Creation/evolution issues have been a constant subject in the news media recently, much of the reporting slanted and poorly-informed, all of it negative towards creation. Nevertheless, the events are real and warrant our attention.
A school board in Dover, Pennsylvania, a small farming community, recently voted to allow a brief mention of Intelligent Design in biology classes. ID was not to be “taught,” nor was evolution removed, and most certainly Biblical creation was not mandated, but evolutionists reacted with a fervor reserved for this one issue. In an ACLU-orchestrated move, several local parents filed a lawsuit to maintain an evolution-only perspective, inviting the testimony of well-known evolutionists. Meanwhile, evolution-supporting individuals and organizations poured money into the district, mounting a successful political campaign against the “errant” school board members, replacing them with others leaning towards evolution. ID advocates had their champions too, leading to a media frenzy quite overshadowing the minimal facts of the case and size of the school district.
Similarly, debate has been raging in Kansas. There the state school board had established new state curriculum guidelines, which neither introduced creation nor removed evolution. Rather it allowed all the data to be taught, not just that supporting evolution. It permitted the exquisite design of living things to be acknowledged and studied. Once again, the same aggregate of partisans began crusading in support of evolution. Knowing the school board’s majority was behind the new guidelines evolutionists boycotted the hearings and instead took their case to a sympathetic press, who almost never correctly reported the facts.

________________________

◆ **Required tasks**
a: Retype the passage on the creation/evolution debate from "Similarly, debate has" up to and including "reported the facts.".
b: In the passage on the creation/evolution debate, what did the school board in Dover, Pennsylvania, vote to allow?
c: Proceed with the passage on the creation/evolution debate, picking up after its final sentence.

◆ **The data**
________________________

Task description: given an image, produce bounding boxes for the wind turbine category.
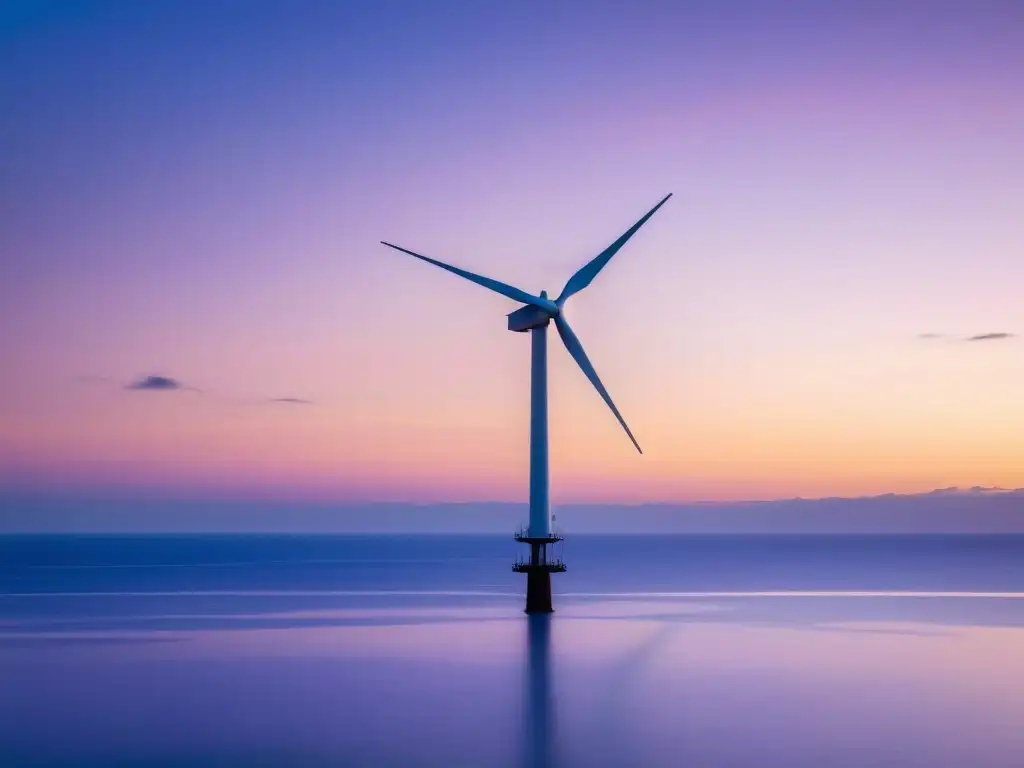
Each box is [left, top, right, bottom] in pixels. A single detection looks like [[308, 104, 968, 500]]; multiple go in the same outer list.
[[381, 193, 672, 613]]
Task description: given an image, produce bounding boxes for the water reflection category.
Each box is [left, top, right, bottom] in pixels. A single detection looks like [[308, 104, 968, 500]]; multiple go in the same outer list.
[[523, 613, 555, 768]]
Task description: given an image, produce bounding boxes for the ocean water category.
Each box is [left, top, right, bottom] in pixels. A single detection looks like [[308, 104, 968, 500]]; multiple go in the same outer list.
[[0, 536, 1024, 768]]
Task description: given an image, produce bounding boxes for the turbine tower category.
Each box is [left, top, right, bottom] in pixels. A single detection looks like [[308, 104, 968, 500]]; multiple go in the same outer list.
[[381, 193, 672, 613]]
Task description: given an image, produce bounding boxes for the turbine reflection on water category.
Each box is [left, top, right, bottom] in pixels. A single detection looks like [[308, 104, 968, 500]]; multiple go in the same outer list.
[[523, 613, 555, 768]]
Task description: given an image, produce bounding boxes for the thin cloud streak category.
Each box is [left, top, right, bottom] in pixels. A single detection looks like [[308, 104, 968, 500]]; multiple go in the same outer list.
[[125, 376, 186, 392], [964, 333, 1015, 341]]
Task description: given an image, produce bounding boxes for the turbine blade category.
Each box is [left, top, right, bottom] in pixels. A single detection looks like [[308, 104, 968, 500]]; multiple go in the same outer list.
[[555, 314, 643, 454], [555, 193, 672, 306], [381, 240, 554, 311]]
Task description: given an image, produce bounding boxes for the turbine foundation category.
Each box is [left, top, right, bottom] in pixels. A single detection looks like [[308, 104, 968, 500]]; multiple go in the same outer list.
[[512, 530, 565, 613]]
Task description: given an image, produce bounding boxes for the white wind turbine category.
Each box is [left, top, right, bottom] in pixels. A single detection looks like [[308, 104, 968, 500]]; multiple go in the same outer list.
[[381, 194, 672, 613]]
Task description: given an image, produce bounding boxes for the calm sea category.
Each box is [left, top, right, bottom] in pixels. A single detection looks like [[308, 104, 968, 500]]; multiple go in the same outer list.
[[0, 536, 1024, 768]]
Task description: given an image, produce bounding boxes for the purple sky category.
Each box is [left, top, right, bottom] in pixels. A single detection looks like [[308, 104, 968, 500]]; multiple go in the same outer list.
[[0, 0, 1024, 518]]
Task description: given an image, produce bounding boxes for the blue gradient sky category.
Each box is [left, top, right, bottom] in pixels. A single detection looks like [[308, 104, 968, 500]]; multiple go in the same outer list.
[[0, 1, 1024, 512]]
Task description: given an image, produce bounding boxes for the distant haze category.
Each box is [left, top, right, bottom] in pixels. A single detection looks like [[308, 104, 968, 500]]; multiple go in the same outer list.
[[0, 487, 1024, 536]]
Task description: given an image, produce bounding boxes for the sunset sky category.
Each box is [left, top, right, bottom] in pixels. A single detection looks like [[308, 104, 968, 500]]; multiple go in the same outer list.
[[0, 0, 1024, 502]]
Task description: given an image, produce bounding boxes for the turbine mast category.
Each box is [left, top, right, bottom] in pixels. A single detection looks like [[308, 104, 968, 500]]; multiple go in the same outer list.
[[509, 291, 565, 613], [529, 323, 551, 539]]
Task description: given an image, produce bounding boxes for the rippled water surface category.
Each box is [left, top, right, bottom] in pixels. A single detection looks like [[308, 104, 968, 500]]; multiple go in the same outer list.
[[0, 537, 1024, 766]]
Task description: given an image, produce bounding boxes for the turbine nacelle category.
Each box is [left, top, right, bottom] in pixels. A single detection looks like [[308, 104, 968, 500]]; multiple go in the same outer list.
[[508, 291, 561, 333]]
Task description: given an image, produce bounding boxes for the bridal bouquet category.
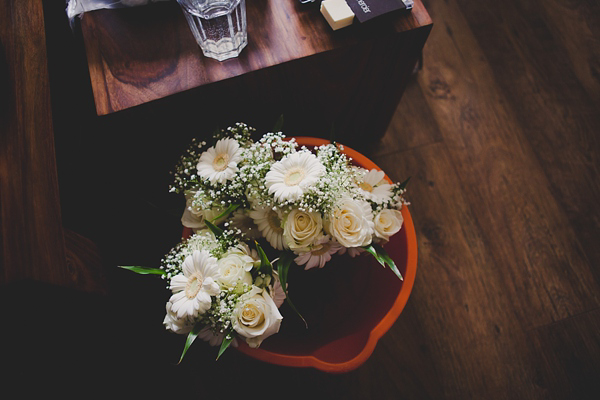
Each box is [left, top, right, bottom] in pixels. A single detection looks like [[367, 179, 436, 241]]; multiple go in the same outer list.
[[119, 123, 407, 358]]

________________________

◆ **Answers for each item**
a:
Similarly, debate has been raging in Kansas. There the state school board had established new state curriculum guidelines, which neither introduced creation nor removed evolution. Rather it allowed all the data to be taught, not just that supporting evolution. It permitted the exquisite design of living things to be acknowledged and studied. Once again, the same aggregate of partisans began crusading in support of evolution. Knowing the school board’s majority was behind the new guidelines evolutionists boycotted the hearings and instead took their case to a sympathetic press, who almost never correctly reported the facts.

b: It voted to allow a brief mention of Intelligent Design in biology classes.

c:
The question arises then, if evolution is so solidly proven, what are evolutionists afraid of? Why must evolution be protected from scrutiny? Why must students be shielded from other views? Why not present all the pertinent facts and encourage the students to think critically, as a good scientist should? Would this not be a good educational technique? Would this not produce better citizens and scientists?
Evolutionists purport that there is no real science supporting intelligent design, that ID is just religion, or at least a “backdoor” to religion. But the facts are that many secular scientists, through observation and experimentation and based on the scientific evidence and data they’ve obtained, have come to the conclusion that life has been designed, not created by mere chance from nothing.
Science involves conducting research, using the scientific method in various disciplines, and reporting on the data and results. There’s no religion in the facts. ICR has recently discovered groundbreaking evidence about rock dating, carbon-14 in diamonds, excess helium within zircons, and other geologic data supporting a young earth. ICR is adamant that this science be available for scrutiny by critical thinkers—that students, specifically, are able to evaluate the evidence and formulate their own beliefs If the science points to a designer, so be it. But if the evidence suggests otherwise, which we’re sure it does not, then so be it. Let the chips fall where they may.
Perhaps evolutionists’ avoidance of these kinds of data exposes a basic insecurity in their position. ICR has long held that evolution cannot stand the test of science—it must avoid the light of open inquiry. Only by limiting the debate can evolutionists hope to maintain their monopoly on education. Yet, it serves us well to recognize that the debate involves a deeper issue than just control of academic content. If evolutionists admit that science does indeed support intelligent design, then they are admitting that there is a possibility of a Creator. Perhaps what evolutionists are truly afraid of are the implications of the presence of a higher power. Higher power means higher authority and, ultimately, higher accountability.
* Dr. Morris is President of the Institute for Creation Research.